Work task 1:
Summarize the article on zinc in three sentences.
Work task 2:
Duplicate the portion of the article on zinc starting with "Zinc sulfate is" and going on through "in many sunscreens.".

### Page excerpt ###

If You’re Pregnant, Zinc is Even MORE Important

Close-up of a pregnant woman doing yoga.

There is rarely a more nutritionally demanding time during a woman’s life than pregnancy (and later breastfeeding), when the intake of nutrients from foods and supplements are needed not only to keep her body running but also to nourish and support her rapidly growing baby. Because zinc is required for proper cell division, it is vitally important to get adequate zinc during this time. Low zinc levels have been associated with the following:

  • Premature birth

  • Low birth weight babies

  • Growth retardation

  • Preeclampsia

One study found that zinc supplementation in pregnancy resulted in babies with significantly larger head circumference and higher birth weight.2

High Grain Diets Directly Linked to Zinc Deficiency


As you probably already know from reading my blog, I’m a huge advocate of a low carb, high fat diet. High grain diets can lead to a number of health problems, including severe zinc deficiency, which in turn can lead to rickets and dwarfism. According to nutrition expert Dr. Loren Cordain:

“It is thought that the high levels of phytate in unleavened whole grain breads cause a zinc deficiency, which in turn is responsible for hypogonadal dwarfism, along with other health problems associated with zinc deficiencies. In Europe, where immigrant Pakistanis consume high levels of unleavened whole grain breads, rickets among their children remains a problem.”3

Here’s why; grains are high in phytic acids (as are legumes, seeds, and soy) and phytic acids are known to impair your absorption of minerals such as calcium, iron, magnesium and zinc. You are at high risk if your diet is high in unrefined grains, legumes, soy protein, and calcium, and low in animal protein.

Protein assists with zinc absorption. Animal proteins increase zinc absorption in general. Vegetarian and vegan diets, often high in grains and legumes, contain more phytic acid and may increase your risk for zinc deficiency. This is just one of many reasons I don’t recommend eating a lot of grains.



Zinc is important for sperm quality and crucial for man’s best friend; testosterone. I say “man’s best friend” but in reality women too need the right amount of testosterone. So it’s understandable from a scientific viewpoint that oysters would be good for your sex drive #aphrodisiac. A protocol I’ve been following religiously is high quality zinc, magnesium, and vitamin b6 before bed on training days; it’s one of the many protocols I’ve followed to boost my testosterone by almost 400% in less than 5 months! More on the brands I used below.



  • Oysters

  • Grass Fed Beef

  • Grass Fed Lamb

  • Spinach

  • Pumpkin & Squash Seeds

  • Free Range Organic Turkey

  • Raw Cashews

  • Raw Organic Cocoa & Dark Chocolate

  • Free Range Organic Chicken

  • Quinoa




Supplementing your diet for as little as six weeks has been shown to cause a marked improvement in testosterone among men with low levels. 4

Likewise, research has shown that restricting dietary sources of zinc leads to a significant decrease in testosterone, while zinc supplementation increases it5 — and even protects men from exercised-induced reductions in testosterone levels.6

There are a number of forms of zinc available on the market, some better than others. Your body does not easily absorb zinc, unless the zinc is first attached to another substance. Chelation is a process sometimes used to attach zinc to other substances to make it more absorbable and bioavailable. In chelation, the organic molecules have been electrically charged, which allows them to attract the zinc. One advantage of chelated forms is you won’t get antagonism with calcium, which can be an issue for zinc salts, such as zinc sulfate.

Zinc sulfate is one of the inorganic forms of zinc, or zinc salts. These are not as biologically effective as chelated forms. Zinc sulfate can cause stomach irritation. Another inorganic variety is zinc oxide, which is the form of zinc used in many sunscreens.

Other good forms of zinc include zinc gluconate, which is made essentially by fermenting glucose; zinc acetate, made by combining the zinc with acetic acid; and zinc citrate, made by combining the zinc with citric acid. It’s advantageous to take a supplement with a variety of forms, if possible.

### Data to examine ###

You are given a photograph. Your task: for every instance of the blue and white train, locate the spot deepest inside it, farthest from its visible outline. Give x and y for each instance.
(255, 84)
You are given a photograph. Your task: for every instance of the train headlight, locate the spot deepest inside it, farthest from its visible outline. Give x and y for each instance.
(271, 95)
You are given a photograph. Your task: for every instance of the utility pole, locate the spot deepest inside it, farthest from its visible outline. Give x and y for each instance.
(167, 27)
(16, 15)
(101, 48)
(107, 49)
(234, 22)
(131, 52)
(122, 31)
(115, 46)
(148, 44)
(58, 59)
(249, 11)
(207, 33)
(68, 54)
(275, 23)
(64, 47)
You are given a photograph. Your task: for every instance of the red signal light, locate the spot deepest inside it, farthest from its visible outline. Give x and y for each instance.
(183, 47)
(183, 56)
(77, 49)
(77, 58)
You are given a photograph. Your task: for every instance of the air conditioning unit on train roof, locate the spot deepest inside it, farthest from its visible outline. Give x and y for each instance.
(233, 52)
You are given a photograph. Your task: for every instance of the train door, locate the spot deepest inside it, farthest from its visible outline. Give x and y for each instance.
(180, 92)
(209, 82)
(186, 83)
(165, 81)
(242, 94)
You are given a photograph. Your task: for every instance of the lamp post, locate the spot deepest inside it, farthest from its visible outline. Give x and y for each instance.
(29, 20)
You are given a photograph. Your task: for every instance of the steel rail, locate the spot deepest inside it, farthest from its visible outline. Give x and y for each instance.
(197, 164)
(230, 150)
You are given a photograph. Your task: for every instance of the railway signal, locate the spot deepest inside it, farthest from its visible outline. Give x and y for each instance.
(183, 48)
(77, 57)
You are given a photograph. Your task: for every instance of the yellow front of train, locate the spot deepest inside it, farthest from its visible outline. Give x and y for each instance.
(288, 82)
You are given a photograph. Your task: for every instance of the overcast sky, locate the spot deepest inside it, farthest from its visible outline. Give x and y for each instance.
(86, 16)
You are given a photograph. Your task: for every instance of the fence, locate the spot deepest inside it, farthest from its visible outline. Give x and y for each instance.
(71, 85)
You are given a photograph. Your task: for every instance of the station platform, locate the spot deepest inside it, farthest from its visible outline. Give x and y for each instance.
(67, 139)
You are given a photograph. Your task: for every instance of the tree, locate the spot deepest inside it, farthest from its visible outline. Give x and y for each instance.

###
### Data to examine ###

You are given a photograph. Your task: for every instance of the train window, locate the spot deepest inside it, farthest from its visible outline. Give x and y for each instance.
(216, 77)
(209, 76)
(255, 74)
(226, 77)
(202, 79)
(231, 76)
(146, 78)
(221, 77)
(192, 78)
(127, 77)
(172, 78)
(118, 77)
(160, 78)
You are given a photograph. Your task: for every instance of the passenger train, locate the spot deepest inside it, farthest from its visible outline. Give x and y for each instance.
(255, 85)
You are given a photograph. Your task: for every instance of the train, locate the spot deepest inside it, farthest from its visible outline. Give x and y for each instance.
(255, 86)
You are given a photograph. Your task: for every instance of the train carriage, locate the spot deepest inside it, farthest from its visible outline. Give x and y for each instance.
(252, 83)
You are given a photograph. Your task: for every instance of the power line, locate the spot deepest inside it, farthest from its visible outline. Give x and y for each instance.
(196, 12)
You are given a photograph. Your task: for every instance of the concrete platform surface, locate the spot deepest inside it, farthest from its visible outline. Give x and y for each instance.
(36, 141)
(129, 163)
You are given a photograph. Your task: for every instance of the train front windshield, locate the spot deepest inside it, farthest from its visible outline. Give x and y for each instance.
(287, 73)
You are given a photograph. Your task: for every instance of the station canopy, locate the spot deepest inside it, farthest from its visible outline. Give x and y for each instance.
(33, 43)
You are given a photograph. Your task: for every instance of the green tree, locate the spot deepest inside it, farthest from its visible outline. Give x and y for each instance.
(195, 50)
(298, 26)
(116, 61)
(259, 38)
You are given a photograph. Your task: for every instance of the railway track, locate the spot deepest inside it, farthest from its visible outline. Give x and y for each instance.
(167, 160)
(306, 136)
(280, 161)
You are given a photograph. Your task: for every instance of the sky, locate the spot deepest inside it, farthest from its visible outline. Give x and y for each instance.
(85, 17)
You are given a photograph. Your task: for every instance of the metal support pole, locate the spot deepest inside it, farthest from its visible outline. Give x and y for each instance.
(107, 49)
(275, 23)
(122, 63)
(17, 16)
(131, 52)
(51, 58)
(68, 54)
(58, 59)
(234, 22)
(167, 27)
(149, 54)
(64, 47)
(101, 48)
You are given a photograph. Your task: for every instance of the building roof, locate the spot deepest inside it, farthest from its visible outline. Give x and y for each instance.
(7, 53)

###

Task answer 1:
Zinc is required for proper cell division, so adequate intake is vitally important during pregnancy, and low zinc levels have been associated with premature birth, low birth weight, growth retardation, and preeclampsia. Grains, legumes, seeds, and soy are high in phytic acids, which impair the absorption of zinc, whereas animal proteins increase zinc absorption. Zinc supplementation has been shown to increase testosterone, and chelated forms of zinc are more absorbable and biologically effective than inorganic zinc salts such as zinc sulfate.

Task answer 2:
Zinc sulfate is one of the inorganic forms of zinc, or zinc salts. These are not as biologically effective as chelated forms. Zinc sulfate can cause stomach irritation. Another inorganic variety is zinc oxide, which is the form of zinc used in many sunscreens.